- SHORT PROBLEM -
Change "tie knot" to "necktie knot" in the lines from the first one up to and including the line with "x=173, y=16", and reproduce those lines with nothing else altered.

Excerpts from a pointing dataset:
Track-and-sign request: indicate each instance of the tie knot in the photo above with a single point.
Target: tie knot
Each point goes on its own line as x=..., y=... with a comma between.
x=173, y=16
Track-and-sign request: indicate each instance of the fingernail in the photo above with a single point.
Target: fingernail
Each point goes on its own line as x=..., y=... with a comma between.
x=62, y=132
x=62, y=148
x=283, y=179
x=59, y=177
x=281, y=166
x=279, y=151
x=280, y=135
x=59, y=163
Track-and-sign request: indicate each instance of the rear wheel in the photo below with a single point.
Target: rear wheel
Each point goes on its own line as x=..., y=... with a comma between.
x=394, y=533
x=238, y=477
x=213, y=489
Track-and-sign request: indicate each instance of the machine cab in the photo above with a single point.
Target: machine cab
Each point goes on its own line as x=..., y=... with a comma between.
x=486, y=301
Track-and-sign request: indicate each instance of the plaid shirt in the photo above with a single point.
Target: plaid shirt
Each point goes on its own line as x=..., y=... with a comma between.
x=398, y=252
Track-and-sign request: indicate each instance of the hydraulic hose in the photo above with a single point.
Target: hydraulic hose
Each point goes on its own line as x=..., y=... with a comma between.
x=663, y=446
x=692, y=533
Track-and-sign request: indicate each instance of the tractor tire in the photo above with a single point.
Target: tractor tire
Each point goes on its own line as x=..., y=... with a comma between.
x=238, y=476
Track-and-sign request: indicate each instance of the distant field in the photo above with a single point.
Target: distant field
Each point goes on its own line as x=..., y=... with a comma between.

- TASK RESPONSE -
Track-and-sign request: indicate each instance of the necktie knot in the photo above with a single point.
Target: necktie knot
Each point goes on its own line as x=..., y=... with a comma between.
x=173, y=16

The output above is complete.